## Data section
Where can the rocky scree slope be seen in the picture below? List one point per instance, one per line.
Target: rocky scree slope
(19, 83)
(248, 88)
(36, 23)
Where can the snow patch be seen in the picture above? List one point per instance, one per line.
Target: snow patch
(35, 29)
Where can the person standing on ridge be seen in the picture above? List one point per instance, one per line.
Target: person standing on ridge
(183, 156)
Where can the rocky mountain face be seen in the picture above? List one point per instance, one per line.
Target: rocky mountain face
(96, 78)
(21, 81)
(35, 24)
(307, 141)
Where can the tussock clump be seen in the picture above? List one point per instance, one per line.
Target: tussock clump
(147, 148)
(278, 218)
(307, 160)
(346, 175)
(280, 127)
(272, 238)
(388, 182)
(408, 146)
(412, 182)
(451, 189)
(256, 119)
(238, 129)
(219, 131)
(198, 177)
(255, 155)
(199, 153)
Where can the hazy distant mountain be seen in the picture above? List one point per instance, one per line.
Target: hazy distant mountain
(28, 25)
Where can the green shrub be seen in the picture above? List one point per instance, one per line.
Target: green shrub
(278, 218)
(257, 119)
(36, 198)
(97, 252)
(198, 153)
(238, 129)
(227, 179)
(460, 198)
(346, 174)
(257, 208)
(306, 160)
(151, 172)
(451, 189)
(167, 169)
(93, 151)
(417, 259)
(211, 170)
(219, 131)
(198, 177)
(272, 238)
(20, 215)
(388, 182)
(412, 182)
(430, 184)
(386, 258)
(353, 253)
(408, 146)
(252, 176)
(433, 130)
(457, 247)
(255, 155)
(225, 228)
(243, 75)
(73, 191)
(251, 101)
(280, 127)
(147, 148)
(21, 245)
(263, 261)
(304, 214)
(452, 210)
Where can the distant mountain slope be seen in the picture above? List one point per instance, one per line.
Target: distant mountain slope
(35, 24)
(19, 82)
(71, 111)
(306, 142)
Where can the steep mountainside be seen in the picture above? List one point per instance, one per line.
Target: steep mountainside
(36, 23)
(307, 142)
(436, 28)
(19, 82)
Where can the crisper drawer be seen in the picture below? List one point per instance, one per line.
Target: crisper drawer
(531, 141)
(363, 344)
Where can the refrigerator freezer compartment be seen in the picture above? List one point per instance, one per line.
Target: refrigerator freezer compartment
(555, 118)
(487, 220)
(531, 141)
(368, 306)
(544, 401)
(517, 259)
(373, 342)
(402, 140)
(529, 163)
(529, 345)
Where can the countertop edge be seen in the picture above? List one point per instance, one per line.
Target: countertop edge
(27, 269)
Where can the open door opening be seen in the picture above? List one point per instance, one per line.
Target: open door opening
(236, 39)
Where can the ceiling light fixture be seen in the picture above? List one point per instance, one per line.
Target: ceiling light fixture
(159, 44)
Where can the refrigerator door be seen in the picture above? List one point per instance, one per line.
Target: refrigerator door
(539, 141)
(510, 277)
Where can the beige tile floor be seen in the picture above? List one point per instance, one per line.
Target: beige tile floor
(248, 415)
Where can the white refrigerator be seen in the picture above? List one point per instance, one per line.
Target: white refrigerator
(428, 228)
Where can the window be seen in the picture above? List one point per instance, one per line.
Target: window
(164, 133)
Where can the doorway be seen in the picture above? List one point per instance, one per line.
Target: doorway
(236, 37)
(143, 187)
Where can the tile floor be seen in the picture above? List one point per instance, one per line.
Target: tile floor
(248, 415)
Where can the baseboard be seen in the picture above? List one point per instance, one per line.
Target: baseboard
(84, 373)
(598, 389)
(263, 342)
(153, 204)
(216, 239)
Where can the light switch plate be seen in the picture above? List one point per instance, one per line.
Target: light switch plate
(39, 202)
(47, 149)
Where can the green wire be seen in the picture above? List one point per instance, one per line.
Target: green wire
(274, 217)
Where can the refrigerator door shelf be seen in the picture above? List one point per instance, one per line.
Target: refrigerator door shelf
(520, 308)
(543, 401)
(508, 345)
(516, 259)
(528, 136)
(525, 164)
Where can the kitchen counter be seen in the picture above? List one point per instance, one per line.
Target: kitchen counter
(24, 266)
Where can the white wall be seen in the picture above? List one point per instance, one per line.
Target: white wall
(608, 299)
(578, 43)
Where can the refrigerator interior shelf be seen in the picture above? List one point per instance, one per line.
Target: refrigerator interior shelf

## What the exercise asks
Copy out all of the data above, putting "Label" wherever "Target" appears and keeping every other part unchanged.

## Answer to this task
Where can the rocky scree slope be seen in the picture below? List one point per instance, one per line.
Label: rocky scree slope
(19, 83)
(248, 88)
(36, 23)
Where can the snow patch be seen in the picture above? List one point per instance, one per line.
Label: snow patch
(35, 29)
Where can the person standing on ridge be seen in the picture above? List one point per instance, one per line.
Label: person standing on ridge
(183, 156)
Where can the rocky mountain face be seen in the picture above? List one point per instance, one per line.
Label: rocky mountain face
(96, 78)
(21, 81)
(35, 24)
(307, 141)
Where can the tussock clump be seen in the picture above? List one point per instance, one per line.
Label: tussock clump
(147, 148)
(278, 218)
(307, 160)
(346, 175)
(280, 127)
(272, 238)
(388, 182)
(408, 146)
(412, 182)
(451, 189)
(256, 119)
(238, 129)
(219, 131)
(198, 177)
(255, 155)
(199, 153)
Where can the hazy distant mountain be seen in the picture above? List one point per instance, one per line.
Label: hazy distant mountain
(28, 25)
Where can the green shrub be seen in the picture above? List one point per instance, one per line.
Label: green shrub
(278, 218)
(257, 119)
(36, 198)
(97, 252)
(198, 153)
(238, 129)
(227, 179)
(460, 198)
(346, 174)
(257, 208)
(306, 160)
(151, 172)
(451, 189)
(167, 169)
(93, 151)
(417, 259)
(211, 170)
(219, 131)
(198, 177)
(272, 238)
(20, 215)
(388, 182)
(412, 182)
(430, 184)
(386, 258)
(353, 253)
(408, 146)
(252, 176)
(433, 130)
(457, 247)
(255, 155)
(225, 228)
(243, 75)
(73, 191)
(251, 101)
(280, 127)
(147, 148)
(21, 245)
(263, 261)
(304, 214)
(452, 210)
Where can the distant mountain slope be seen in the picture above? List one point per instance, one per line.
Label: distant mountain slope
(35, 24)
(19, 82)
(71, 111)
(306, 142)
Where can the steep mountainside be seen in the picture above? List one point per instance, one per line.
Label: steep mountainside
(36, 23)
(307, 142)
(436, 28)
(19, 82)
Where can the crisper drawer be seen in the picture below? List one point per instance, one per line.
Label: crisper drawer
(531, 141)
(363, 344)
Where can the refrigerator freezer compartment be seen in the picture above? List one point per instance, one per line.
Label: refrigerator freezer compartment
(555, 118)
(487, 220)
(531, 141)
(368, 306)
(544, 401)
(517, 259)
(373, 342)
(402, 140)
(529, 163)
(529, 345)
Where can the countertop edge be seen in the picture above? List one point per instance, one per line.
Label: countertop edge
(27, 269)
Where can the open door opening be seen in the picture above? List one point per instance, one per line.
Label: open door opening
(236, 39)
Where can the ceiling light fixture be seen in the picture above? List one point per instance, one per line.
Label: ceiling light fixture
(159, 44)
Where can the refrigerator door be seen in the picture above? List one point per instance, one per line.
Label: refrigerator door
(539, 141)
(510, 277)
Where can the beige tile floor be seen in the picture above? List one point per instance, one per line.
Label: beige tile floor
(248, 415)
Where can the white refrigerator be seen in the picture above? List one point per instance, one per line.
Label: white refrigerator
(428, 228)
Where can the window be seen in the picture above? List one point per instance, one per line.
Label: window
(164, 133)
Where can the doorway be seen in the picture above? List one point per instance, one per line.
Label: doorway
(236, 37)
(143, 187)
Where can the tile floor be seen in the picture above? List one point per instance, one per line.
Label: tile floor
(248, 415)
Where can the baseboard be seen in the picture above? List one point per instance, one per line.
Label: baseboard
(84, 373)
(598, 389)
(263, 342)
(153, 204)
(216, 239)
Where can the light switch plate be seen in the picture above? List one point per instance, one per line.
Label: light switch plate
(39, 202)
(47, 149)
Where can the green wire be seen in the picture above? List one point per instance, one per line.
Label: green wire
(274, 217)
Where can the refrigerator door shelf be seen in the picture above? List one point per instance, one per line.
Label: refrigerator door shelf
(520, 308)
(543, 401)
(508, 345)
(516, 259)
(528, 136)
(525, 164)
Where can the kitchen counter be seen in the picture above? List one point per instance, one per line.
Label: kitchen counter
(24, 266)
Where can the white wall be seen in the picture above? List one point per instance, one per line.
Label: white wall
(608, 299)
(578, 43)
Where can the refrigerator interior shelf be seen in the picture above? List one point per instance, one per line.
Label: refrigerator interior shelf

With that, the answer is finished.